Begin at the line that contains "Exercise. Label the weathered" and stop after the final line. Write out every line in that span again, shifting each coordinate in the answers by adding 111 to both numbers, and leave the pictures out.

• **Provided records**
## Begin
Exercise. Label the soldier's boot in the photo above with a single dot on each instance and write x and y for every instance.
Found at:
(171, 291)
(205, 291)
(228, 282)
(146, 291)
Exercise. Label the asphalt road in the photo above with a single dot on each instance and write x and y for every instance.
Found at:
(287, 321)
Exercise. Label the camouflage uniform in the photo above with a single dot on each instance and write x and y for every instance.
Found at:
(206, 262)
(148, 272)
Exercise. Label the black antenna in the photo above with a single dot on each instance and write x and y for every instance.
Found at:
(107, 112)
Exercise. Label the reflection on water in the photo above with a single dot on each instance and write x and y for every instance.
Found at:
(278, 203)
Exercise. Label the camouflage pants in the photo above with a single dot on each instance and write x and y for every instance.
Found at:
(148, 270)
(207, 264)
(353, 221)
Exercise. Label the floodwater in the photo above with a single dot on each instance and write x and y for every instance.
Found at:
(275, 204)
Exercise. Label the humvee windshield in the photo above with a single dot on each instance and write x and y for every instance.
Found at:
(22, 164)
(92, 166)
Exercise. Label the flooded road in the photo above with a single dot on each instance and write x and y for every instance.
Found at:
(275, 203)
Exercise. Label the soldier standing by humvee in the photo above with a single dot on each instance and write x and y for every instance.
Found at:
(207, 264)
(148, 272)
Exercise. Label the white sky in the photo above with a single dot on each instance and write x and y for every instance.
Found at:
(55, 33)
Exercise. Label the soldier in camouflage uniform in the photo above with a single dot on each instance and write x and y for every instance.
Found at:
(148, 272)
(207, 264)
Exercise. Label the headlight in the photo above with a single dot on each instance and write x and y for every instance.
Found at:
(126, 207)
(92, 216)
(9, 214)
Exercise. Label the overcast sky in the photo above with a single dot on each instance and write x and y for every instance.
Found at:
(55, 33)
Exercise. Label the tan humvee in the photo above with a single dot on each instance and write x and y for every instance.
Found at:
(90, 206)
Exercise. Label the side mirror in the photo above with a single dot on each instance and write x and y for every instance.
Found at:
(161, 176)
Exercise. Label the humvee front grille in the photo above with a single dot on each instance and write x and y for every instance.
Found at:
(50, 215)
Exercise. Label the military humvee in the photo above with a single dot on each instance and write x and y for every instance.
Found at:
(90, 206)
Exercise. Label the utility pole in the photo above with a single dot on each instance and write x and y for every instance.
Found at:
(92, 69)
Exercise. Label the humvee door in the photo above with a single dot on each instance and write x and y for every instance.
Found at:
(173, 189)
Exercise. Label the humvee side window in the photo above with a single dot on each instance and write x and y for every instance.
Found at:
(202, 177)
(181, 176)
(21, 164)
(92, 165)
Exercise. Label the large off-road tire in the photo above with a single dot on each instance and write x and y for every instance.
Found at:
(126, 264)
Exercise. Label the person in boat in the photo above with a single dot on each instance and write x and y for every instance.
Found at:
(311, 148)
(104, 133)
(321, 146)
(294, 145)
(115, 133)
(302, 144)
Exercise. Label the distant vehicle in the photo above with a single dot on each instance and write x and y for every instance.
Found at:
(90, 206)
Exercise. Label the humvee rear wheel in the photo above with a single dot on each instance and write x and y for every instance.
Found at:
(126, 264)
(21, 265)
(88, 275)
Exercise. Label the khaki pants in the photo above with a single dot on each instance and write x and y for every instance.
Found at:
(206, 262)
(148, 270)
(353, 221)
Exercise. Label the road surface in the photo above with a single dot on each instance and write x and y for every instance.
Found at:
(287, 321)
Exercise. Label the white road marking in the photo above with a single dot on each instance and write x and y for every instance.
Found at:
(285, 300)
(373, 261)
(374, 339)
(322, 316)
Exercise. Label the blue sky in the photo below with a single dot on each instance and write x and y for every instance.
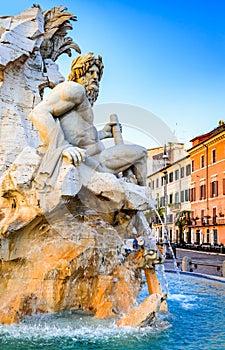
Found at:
(166, 56)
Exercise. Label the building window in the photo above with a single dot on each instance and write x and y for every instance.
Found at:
(182, 196)
(177, 197)
(171, 177)
(192, 195)
(214, 189)
(214, 215)
(187, 195)
(202, 216)
(188, 169)
(162, 201)
(202, 192)
(202, 161)
(215, 236)
(213, 156)
(182, 172)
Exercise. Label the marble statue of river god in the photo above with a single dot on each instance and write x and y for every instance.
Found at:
(73, 233)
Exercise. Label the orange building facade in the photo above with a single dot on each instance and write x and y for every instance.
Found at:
(207, 188)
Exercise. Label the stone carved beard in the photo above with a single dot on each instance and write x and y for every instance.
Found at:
(92, 88)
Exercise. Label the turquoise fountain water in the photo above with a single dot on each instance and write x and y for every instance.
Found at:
(196, 318)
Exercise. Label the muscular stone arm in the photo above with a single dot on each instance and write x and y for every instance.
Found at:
(61, 99)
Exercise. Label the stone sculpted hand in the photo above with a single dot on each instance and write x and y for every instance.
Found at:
(74, 155)
(107, 131)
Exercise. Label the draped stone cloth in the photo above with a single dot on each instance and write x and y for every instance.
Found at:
(51, 162)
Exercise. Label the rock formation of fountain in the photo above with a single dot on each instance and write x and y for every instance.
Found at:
(68, 249)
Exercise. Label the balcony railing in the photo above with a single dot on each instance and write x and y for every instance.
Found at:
(175, 206)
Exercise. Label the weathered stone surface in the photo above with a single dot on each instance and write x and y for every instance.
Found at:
(21, 60)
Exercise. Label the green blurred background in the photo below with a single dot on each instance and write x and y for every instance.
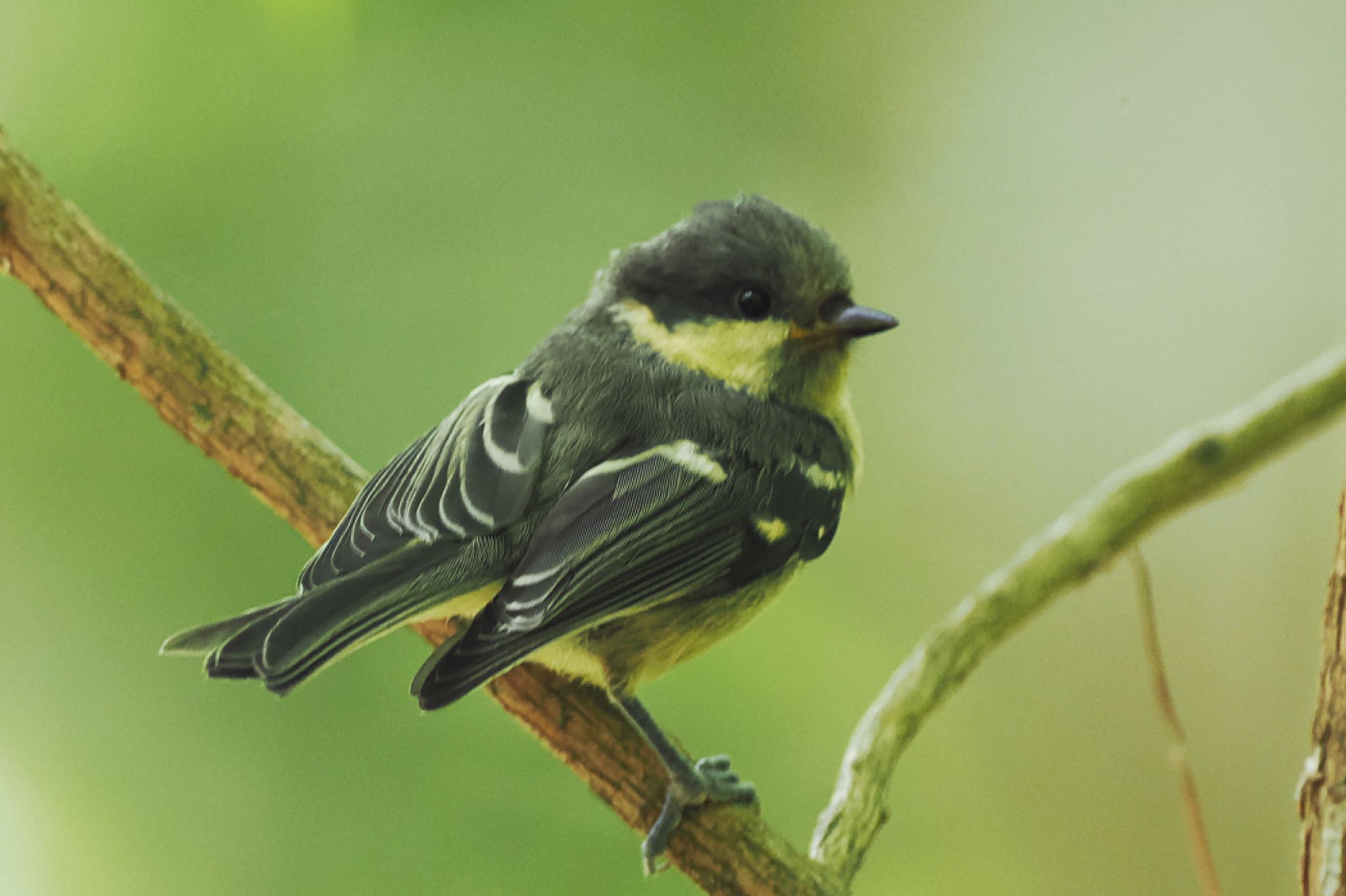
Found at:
(1099, 222)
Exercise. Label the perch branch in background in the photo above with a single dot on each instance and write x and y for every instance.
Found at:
(222, 408)
(1202, 856)
(1125, 506)
(1322, 790)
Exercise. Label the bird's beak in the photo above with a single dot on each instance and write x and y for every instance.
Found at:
(848, 322)
(858, 321)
## End
• **Answer**
Exercise. Label the weathered stone surface in the photo above with a single dot on each instance and write x and y for every instance.
Found at:
(132, 171)
Exercise. Label the green blurred background in the photo below with a single dot on each instance and write x and y for every instance.
Found at:
(1210, 333)
Exercise. Label the perch branch in background in the photo above with a single dot on each instance and write x and y for every instance.
Found at:
(333, 519)
(1313, 967)
(1236, 617)
(1433, 901)
Exercise. Label the bird's beak in the photo above with a single dot on each instance and write x and y for every instance.
Found at:
(959, 433)
(969, 432)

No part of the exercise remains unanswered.